INSTRUÇÃO 1:
Por favor, devolva todas as linhas dos registos que contêm a palavra "metal".
++++++++++++++++++++
Boa noite, quero agradecer desde já, em meu nome e do grupo Roxo, a sua presença, Dr.ª Cândida Almeida.
É tido como válido, quanto mais não seja do ponto de vista social, que os países do Sul, os latinos, têm um índice mais elevado de corrupção quando comparados com os bem comportados países do Norte.
Na sua opinião, este preconceito social é fundamentado? Se sim, o que poderá estar a contribuir para essa idiossincrasia?
Cândida Almeida
Relativamente à pergunta da Margarida, sobre a eleição dos juízes do Tribunal Constitucional concordo que este modo de eleição pode perturbar e manchar a independência dos juízes e também a independência e integridade dos partidos que os elegem.
A política devia estar efectivamente mais afastada porque nós não estamos propriamente nos Estados Unidos em que os juízes fazem campanha sobre isto ou aquilo, o que eles têm de prometer é aquilo que está na lei, serem independentes e sujeitos ao princípio da legalidade e da objectividade.
Se é preciso conciliar um nome entre os vários partidos parece-me que alguma coisa está aqui errada. Não concordo com este tipo de eleição. Concordo que exista o Tribunal Constitucional; há para aí algumas vozes que deveria até ser extinto e portanto passar para uma secção do Supremo Tribunal de Justiça.
A verdade é que não me parece que isso acompanhe a corrente moderna dos outros países, quer europeus, quer dos Estados Unidos e os mais avançados, que têm todos eles o seu Tribunal Constitucional. Concordo que o modelo de eleição não seja o melhor, e, portanto, permite que fique depois a percepção, mesmo que não haja, de que "eles agora vão votar a favor”, ou, "ah, já se sabe que esses vão votar contra”. Por isso, uma intervenção fundamental para a Democracia que é o Tribunal Constitucional entra na vulgaridade.
++++++++++++++++++++
INSTRUÇÃO 2:
No excerto citado, segundo Cândida Almeida, algumas vozes defendem que o Tribunal Constitucional passe a ser uma secção de que tribunal?
++++++++++++++++++++
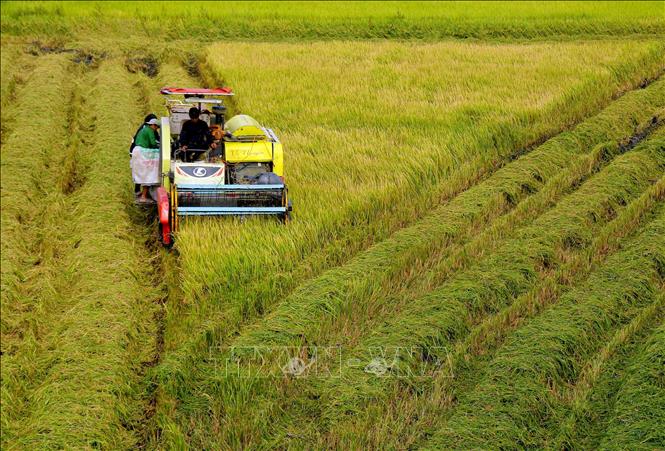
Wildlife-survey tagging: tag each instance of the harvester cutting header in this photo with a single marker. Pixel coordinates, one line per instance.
(239, 171)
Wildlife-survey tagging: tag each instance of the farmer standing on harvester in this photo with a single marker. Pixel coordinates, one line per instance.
(145, 159)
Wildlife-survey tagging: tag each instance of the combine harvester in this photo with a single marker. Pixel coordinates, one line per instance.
(243, 176)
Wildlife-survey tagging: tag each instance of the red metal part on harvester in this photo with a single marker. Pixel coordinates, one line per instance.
(198, 91)
(163, 212)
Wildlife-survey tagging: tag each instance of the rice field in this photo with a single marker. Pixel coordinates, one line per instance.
(476, 258)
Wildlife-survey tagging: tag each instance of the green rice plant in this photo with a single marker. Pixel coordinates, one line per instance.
(517, 402)
(326, 20)
(413, 416)
(447, 314)
(638, 415)
(579, 395)
(259, 263)
(492, 283)
(489, 332)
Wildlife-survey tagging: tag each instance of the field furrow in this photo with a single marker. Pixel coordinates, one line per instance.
(85, 386)
(359, 389)
(272, 264)
(476, 253)
(518, 401)
(573, 428)
(484, 284)
(638, 414)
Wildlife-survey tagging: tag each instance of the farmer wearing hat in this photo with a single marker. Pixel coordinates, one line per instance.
(145, 159)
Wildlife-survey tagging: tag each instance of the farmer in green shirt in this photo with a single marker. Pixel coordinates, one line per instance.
(145, 159)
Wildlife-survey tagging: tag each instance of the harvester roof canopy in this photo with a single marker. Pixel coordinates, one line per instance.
(197, 91)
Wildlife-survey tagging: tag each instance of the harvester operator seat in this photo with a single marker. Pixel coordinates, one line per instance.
(195, 136)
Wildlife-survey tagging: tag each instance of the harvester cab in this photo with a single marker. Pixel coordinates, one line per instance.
(243, 175)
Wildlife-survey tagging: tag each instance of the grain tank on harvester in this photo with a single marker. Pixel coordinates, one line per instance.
(243, 175)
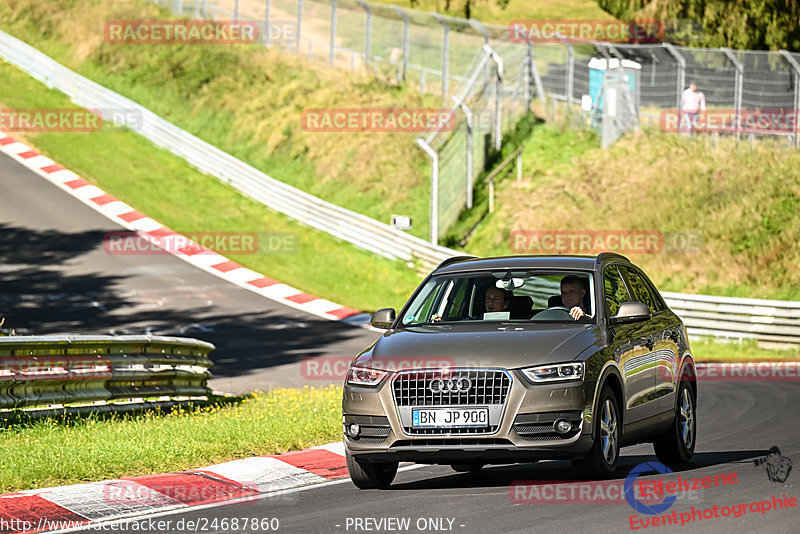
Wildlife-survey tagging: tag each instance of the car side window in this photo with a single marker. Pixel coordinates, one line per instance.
(614, 289)
(639, 288)
(455, 308)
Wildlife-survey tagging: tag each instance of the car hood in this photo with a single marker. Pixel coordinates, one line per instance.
(505, 345)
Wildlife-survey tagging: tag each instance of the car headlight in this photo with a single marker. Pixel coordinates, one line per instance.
(555, 372)
(361, 376)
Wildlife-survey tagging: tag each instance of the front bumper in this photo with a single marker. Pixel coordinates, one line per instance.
(524, 431)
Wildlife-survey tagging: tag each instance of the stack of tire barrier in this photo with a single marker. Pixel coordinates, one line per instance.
(99, 373)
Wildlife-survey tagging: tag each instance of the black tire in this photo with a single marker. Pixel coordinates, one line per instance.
(601, 460)
(676, 446)
(366, 475)
(467, 468)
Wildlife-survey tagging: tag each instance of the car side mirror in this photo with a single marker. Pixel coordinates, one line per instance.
(631, 312)
(383, 318)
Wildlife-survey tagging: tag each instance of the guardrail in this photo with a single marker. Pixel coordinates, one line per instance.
(84, 372)
(772, 321)
(352, 227)
(769, 321)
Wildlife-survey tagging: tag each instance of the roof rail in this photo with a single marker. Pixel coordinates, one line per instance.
(603, 255)
(454, 259)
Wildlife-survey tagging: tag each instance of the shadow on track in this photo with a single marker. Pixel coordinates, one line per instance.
(561, 471)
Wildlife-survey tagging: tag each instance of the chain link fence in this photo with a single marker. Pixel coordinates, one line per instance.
(489, 79)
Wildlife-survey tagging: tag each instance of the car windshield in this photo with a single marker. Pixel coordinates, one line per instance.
(527, 296)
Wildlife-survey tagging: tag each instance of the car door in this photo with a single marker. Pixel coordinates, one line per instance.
(667, 329)
(632, 349)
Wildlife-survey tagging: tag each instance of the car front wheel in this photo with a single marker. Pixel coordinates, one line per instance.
(676, 446)
(601, 461)
(366, 475)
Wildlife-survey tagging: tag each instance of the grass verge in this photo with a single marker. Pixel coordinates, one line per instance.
(52, 452)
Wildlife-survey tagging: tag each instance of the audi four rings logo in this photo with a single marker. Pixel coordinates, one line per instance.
(455, 385)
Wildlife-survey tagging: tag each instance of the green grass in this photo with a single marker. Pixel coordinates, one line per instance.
(743, 200)
(165, 187)
(80, 449)
(247, 101)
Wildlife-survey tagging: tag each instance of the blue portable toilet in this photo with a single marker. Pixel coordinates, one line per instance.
(599, 67)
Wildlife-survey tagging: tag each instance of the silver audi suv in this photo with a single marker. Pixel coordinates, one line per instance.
(518, 359)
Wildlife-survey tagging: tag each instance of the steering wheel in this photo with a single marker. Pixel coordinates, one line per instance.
(554, 312)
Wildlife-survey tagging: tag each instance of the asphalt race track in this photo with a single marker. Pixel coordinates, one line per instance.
(737, 423)
(58, 279)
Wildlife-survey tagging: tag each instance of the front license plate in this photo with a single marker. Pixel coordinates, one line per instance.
(449, 417)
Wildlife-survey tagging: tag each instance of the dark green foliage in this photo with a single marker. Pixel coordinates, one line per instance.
(743, 24)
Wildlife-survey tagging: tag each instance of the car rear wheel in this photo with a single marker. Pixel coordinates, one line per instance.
(601, 461)
(366, 475)
(676, 446)
(467, 468)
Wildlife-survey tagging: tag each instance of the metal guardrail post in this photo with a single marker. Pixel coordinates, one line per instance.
(570, 72)
(681, 74)
(434, 188)
(737, 91)
(406, 24)
(368, 32)
(498, 101)
(332, 57)
(267, 6)
(299, 26)
(445, 53)
(468, 114)
(796, 100)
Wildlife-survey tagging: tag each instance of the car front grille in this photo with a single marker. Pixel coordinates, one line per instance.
(488, 387)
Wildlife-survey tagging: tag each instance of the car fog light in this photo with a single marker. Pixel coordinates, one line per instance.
(353, 430)
(562, 426)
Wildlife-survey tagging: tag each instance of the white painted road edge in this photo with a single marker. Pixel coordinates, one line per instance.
(154, 232)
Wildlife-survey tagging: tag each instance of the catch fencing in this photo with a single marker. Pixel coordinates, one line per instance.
(772, 321)
(87, 373)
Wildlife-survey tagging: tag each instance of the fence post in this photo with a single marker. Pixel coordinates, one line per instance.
(468, 114)
(796, 67)
(434, 188)
(299, 26)
(445, 53)
(266, 21)
(405, 41)
(498, 100)
(681, 75)
(368, 36)
(333, 32)
(737, 91)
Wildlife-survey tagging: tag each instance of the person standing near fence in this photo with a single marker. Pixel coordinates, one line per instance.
(693, 103)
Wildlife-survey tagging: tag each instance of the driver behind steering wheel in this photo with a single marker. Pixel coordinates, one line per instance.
(572, 293)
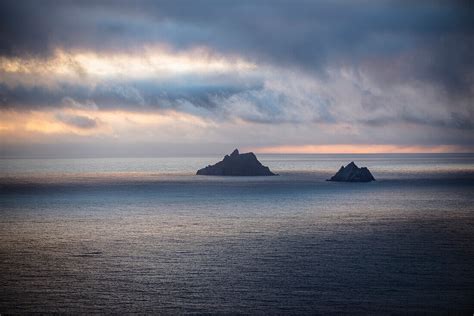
++++++++++++++++++++
RESPOSTA 1:
Wildlife-survey tagging: tag each instance of the red metal part on harvester in this photo with a single marker. Pixel coordinates, one line per instance.
Wildlife-survey tagging: tag each instance of the metal guardrail post in this photo with a single marker. Pixel coordinates, one line per instance.

RESPOSTA 2:
Do Supremo Tribunal de Justiça.